**The task:**
Continue the blog entry about work, the gym, and the semester's coursework, starting right after its last sentence.

**Text under study:**

• • •

Saturday, October 18, 2008

whaaaaaaaaale hooooo!!!

being at work at ungodly hours is not the cool thing to do. but im making money while sitting on my fat ass which is completely awesome.

speaking of which. i havent been able to make time for the gym lately. i know there was all this talk of going more once ive gotten into a rhythm this semester but its been the opposite. rather, ive had to spend time studying and working that i really havent had too much time for anything else. its getting depressing again when i look into the mirror. coupled with the fact that theres hardly any sunlight left when i get out of work, i havent been able to play outside as much as i wouldve liked. i miss volleyball. that kept me on my toes. inspired me to work out more. in any case ive gotta fight this. obesity is the plague.

on a related note. ive been doing extremely well this semester. not since my freshman year have i experienced this. im acing my hard bio classes. like im talking about a 4.0 semester. really. ah well its only the midterms. theres the matter of keeping it going for another month or so. but im pretty sure i can do it.

however, ive had to postpone my internship at newark beth since the couple of hours i spend there on tues and thurs mornings isnt really cutting it. thanks to a really understanding boss, she's agreed to let me work out a better schedule next semester and maybe even during the summer when ive got more time.

• • •

**Raw data:**
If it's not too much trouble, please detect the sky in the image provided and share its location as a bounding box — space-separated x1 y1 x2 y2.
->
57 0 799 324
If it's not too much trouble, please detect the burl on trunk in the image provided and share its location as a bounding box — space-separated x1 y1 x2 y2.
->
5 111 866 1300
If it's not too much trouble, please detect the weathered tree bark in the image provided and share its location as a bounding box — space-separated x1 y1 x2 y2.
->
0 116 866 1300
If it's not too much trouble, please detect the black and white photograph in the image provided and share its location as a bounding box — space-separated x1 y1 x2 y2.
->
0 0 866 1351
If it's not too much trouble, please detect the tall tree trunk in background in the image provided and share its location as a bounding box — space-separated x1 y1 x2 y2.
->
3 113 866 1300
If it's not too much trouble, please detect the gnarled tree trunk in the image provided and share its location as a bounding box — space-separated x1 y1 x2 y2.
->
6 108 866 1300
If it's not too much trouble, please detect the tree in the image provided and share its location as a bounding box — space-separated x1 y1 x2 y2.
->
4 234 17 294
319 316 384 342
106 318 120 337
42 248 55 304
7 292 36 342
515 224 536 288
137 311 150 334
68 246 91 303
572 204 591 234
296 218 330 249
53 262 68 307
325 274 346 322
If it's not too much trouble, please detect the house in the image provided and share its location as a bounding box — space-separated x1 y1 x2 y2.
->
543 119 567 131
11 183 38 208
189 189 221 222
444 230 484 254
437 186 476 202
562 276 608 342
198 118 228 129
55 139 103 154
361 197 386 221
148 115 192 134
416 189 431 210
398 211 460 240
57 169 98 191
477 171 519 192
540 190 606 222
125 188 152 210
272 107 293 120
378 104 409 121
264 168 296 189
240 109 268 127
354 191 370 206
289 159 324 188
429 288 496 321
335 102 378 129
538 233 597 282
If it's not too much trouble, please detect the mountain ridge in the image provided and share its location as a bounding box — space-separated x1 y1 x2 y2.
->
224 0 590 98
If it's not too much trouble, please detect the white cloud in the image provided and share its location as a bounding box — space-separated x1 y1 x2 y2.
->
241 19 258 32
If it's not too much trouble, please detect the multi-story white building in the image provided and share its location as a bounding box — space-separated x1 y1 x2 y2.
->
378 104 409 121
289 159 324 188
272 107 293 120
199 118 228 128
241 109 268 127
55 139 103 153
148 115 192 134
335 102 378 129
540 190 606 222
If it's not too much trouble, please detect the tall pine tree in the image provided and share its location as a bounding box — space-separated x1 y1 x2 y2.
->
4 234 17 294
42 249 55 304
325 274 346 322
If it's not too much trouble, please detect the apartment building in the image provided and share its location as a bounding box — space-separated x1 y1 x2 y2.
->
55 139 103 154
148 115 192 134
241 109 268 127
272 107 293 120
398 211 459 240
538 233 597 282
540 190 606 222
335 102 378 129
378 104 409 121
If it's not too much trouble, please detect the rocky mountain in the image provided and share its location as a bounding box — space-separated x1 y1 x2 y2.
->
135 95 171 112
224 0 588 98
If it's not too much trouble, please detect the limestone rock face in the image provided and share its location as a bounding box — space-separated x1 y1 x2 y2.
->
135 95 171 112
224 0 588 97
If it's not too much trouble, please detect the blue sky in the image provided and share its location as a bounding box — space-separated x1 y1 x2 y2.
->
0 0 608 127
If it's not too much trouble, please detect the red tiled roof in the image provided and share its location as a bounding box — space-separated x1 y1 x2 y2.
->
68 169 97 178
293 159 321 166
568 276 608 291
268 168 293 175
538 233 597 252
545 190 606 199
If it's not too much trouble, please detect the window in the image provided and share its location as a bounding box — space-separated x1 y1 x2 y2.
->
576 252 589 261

• • •

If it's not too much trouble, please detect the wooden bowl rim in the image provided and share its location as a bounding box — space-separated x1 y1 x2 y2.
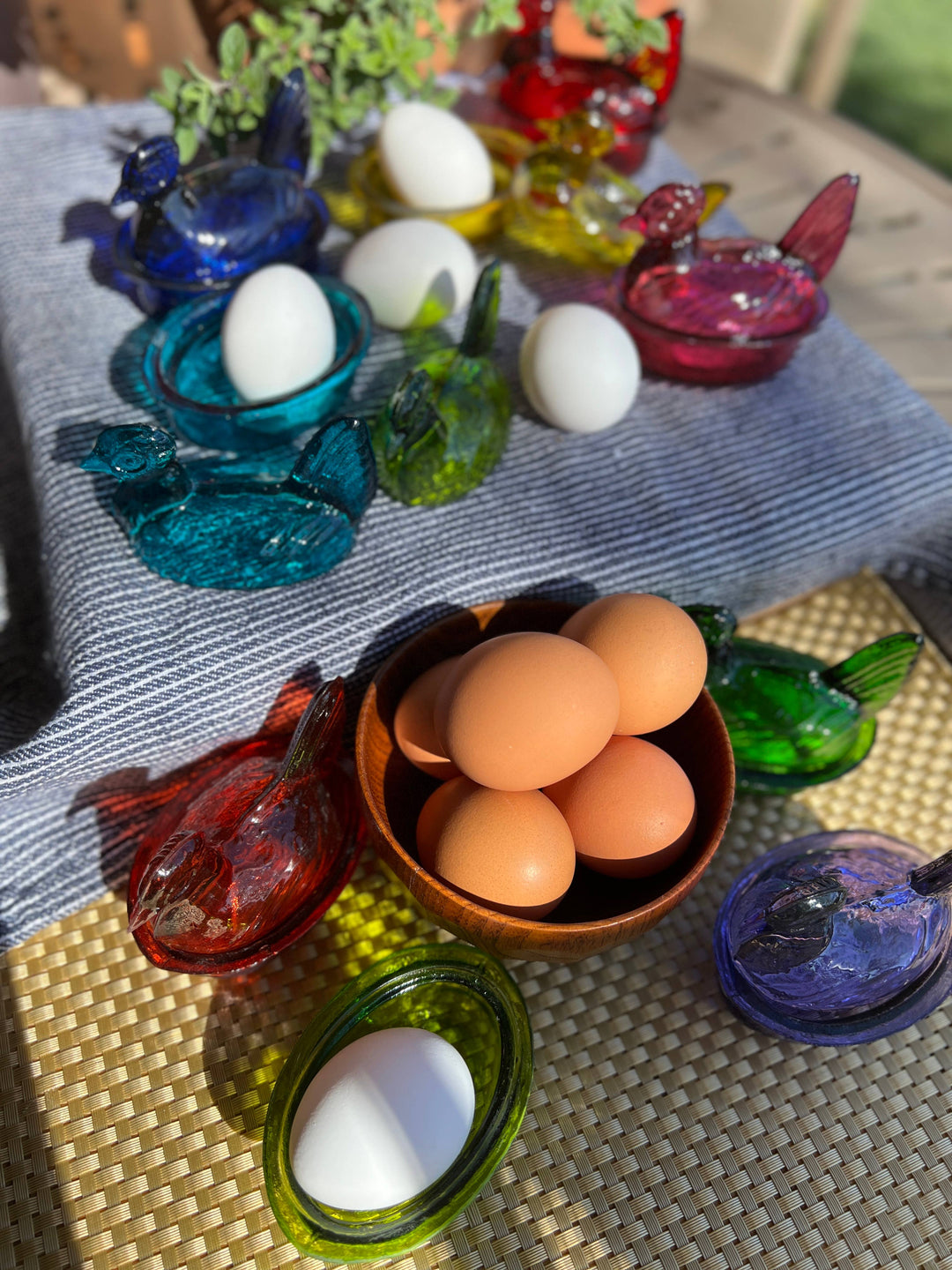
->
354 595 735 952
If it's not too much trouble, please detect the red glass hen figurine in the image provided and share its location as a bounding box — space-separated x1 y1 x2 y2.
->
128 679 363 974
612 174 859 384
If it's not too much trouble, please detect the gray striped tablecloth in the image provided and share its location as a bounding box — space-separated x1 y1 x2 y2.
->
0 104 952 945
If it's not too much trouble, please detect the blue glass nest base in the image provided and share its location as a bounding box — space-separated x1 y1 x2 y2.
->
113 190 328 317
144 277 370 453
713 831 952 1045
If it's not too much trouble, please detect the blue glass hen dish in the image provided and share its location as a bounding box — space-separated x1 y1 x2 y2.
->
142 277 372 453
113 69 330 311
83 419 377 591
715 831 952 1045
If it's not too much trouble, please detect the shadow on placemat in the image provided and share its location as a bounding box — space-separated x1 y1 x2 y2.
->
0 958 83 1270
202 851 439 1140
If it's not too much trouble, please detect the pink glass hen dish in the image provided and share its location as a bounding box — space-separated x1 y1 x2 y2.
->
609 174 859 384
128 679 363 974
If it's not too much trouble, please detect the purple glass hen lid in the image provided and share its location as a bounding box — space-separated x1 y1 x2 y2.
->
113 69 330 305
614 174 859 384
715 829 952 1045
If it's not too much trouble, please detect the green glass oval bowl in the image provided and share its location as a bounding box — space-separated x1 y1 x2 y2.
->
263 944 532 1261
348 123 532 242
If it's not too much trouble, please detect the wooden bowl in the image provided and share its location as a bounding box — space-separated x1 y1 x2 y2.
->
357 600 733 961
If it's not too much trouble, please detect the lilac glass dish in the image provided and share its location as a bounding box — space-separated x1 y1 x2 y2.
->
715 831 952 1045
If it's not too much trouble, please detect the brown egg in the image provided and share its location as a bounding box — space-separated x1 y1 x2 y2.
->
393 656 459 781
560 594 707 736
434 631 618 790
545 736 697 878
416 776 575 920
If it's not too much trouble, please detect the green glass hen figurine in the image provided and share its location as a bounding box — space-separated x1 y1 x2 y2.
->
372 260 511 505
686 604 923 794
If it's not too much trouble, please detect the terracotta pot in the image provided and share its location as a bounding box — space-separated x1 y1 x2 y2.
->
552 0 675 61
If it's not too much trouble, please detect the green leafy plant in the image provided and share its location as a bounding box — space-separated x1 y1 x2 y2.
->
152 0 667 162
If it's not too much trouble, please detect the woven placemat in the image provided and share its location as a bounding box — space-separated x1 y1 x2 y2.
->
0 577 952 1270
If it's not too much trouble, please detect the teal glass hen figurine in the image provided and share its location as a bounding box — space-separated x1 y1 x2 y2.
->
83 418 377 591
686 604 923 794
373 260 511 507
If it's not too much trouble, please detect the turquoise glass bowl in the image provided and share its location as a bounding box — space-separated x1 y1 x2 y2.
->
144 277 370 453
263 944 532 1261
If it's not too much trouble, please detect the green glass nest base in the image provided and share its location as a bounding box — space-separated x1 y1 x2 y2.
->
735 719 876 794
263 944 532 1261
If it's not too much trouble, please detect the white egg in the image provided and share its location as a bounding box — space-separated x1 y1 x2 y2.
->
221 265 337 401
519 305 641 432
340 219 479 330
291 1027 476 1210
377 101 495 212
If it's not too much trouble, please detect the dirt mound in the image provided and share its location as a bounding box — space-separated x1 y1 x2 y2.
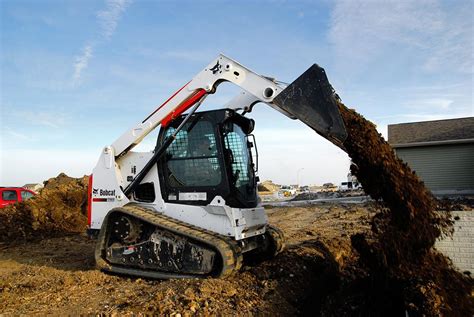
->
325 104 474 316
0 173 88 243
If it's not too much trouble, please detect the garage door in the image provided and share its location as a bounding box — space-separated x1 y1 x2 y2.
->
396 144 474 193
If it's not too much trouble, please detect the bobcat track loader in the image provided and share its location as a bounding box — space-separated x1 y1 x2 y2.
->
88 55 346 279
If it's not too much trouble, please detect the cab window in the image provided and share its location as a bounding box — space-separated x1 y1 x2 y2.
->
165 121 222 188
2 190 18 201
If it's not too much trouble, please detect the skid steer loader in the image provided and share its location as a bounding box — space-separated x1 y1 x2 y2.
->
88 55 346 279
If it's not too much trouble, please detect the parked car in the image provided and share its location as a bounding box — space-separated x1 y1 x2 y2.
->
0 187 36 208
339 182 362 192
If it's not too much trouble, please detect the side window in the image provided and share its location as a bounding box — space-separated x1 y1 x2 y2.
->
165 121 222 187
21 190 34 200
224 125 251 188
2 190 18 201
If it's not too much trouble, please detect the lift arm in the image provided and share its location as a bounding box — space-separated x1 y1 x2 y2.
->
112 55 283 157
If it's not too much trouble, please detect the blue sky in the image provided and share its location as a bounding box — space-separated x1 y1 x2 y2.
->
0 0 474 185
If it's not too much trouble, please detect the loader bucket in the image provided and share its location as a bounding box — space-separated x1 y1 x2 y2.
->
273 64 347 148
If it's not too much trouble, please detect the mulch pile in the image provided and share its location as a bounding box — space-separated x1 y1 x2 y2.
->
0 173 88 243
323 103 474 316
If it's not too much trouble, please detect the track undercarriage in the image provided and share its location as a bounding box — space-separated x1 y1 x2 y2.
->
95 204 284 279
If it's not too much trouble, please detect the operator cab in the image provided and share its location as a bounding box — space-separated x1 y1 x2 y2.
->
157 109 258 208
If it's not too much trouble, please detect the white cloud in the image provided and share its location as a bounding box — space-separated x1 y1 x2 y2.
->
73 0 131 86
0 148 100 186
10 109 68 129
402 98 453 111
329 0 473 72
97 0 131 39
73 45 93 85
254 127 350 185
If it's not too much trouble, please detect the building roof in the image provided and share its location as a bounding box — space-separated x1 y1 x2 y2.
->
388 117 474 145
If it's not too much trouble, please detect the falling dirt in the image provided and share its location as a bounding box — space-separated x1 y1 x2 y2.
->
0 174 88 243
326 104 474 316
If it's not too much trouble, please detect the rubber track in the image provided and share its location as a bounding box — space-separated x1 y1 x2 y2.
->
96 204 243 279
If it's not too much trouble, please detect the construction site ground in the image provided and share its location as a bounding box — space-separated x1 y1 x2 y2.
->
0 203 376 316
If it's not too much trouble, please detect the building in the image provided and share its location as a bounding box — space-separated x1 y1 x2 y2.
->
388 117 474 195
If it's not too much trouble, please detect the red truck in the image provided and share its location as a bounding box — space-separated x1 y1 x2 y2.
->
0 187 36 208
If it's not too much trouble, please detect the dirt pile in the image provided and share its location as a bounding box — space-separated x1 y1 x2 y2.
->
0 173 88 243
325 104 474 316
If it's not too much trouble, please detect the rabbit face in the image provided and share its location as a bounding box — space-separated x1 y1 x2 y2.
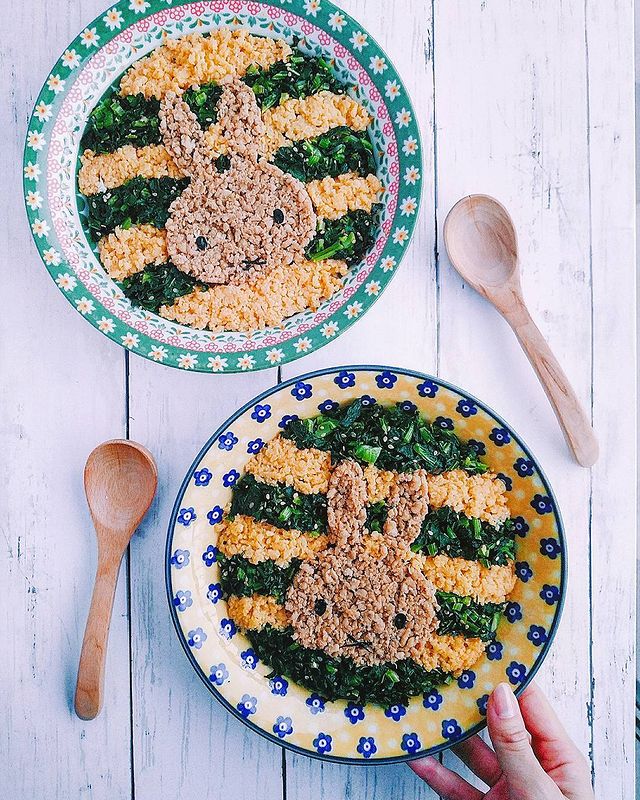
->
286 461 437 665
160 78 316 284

• • •

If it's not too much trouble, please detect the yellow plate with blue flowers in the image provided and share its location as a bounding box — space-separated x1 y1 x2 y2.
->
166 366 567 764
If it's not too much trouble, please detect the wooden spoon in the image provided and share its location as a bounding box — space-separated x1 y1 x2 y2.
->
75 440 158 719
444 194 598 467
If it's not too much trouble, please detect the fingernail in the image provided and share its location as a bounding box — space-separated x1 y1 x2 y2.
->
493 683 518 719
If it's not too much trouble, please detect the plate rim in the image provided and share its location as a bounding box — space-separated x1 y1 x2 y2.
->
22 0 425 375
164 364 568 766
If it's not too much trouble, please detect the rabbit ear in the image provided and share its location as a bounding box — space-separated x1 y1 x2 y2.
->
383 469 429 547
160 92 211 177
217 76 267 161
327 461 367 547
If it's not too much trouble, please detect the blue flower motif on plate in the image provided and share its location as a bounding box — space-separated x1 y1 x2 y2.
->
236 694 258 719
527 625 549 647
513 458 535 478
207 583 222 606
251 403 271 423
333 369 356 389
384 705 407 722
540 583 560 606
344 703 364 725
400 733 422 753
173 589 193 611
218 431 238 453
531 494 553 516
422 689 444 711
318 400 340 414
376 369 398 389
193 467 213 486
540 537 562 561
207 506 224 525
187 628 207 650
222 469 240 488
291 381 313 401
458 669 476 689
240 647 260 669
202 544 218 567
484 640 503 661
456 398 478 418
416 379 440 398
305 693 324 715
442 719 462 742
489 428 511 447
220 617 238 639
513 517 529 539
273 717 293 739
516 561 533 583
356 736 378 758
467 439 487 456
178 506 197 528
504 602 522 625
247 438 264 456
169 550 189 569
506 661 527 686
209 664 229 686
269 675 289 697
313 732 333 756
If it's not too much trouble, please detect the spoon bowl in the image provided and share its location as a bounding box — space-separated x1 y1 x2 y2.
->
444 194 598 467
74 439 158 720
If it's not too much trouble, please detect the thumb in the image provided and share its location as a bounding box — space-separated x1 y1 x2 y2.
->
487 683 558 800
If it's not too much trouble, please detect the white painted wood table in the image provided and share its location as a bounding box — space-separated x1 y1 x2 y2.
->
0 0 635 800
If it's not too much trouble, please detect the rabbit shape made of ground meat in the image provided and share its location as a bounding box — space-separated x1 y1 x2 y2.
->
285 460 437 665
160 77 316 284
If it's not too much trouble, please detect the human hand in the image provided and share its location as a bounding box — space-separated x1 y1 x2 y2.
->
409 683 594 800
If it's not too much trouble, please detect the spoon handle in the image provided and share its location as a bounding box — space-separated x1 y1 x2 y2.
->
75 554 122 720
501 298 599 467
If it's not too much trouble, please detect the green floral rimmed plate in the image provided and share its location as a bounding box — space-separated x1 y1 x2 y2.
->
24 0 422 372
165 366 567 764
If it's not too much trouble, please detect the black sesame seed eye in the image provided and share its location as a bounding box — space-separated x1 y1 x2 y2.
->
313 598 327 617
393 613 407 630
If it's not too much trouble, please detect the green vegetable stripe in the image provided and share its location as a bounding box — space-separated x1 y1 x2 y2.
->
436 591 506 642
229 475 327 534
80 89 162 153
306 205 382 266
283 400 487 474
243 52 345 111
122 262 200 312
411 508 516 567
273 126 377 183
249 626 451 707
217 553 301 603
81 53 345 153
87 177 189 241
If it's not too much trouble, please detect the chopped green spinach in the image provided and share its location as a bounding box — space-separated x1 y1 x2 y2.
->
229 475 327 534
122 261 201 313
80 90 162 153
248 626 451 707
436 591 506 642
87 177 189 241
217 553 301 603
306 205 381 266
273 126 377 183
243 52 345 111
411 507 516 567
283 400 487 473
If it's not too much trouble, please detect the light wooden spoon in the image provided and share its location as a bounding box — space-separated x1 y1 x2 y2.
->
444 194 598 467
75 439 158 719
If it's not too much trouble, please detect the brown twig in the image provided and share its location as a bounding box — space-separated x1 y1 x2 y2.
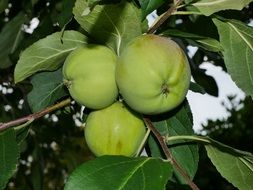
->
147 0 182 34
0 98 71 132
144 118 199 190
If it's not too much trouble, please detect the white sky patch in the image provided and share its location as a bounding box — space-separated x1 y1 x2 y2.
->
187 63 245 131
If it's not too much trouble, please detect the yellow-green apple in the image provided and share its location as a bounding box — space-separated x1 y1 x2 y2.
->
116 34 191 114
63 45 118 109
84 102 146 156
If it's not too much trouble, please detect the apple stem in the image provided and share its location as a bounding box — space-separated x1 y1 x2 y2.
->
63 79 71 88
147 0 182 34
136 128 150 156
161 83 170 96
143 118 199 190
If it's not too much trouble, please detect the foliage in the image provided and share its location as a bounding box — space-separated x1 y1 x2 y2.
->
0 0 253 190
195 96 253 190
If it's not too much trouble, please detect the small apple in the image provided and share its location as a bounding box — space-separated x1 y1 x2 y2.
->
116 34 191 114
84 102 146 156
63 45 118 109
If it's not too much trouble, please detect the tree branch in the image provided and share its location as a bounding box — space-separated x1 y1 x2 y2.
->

• • •

**Output below:**
my friends have also asked me to be part of an non-profit organization that theyll be starting. theyve asked me to be part of the board, director of marketing or something or other, and ive said yes. im excited yet im pretty tentative about it. only because ive got a few things on my plate already and this'll only add to the stress. but then again, can you imagine having this on your resume? a position on the board of an NPO is the nuts. ill do what i can and bring what i can to the table because my friends in this arent the ones you take lightly. im talking ivy league grads. i feel so tiny compared to what theyve accomplished but im pretty sure i can keep up. the first meeting's tonight so let's hope i dont make a fool of myself.

ok im gonna go waste my time some more before i need to study for 2 more exams this week. yay.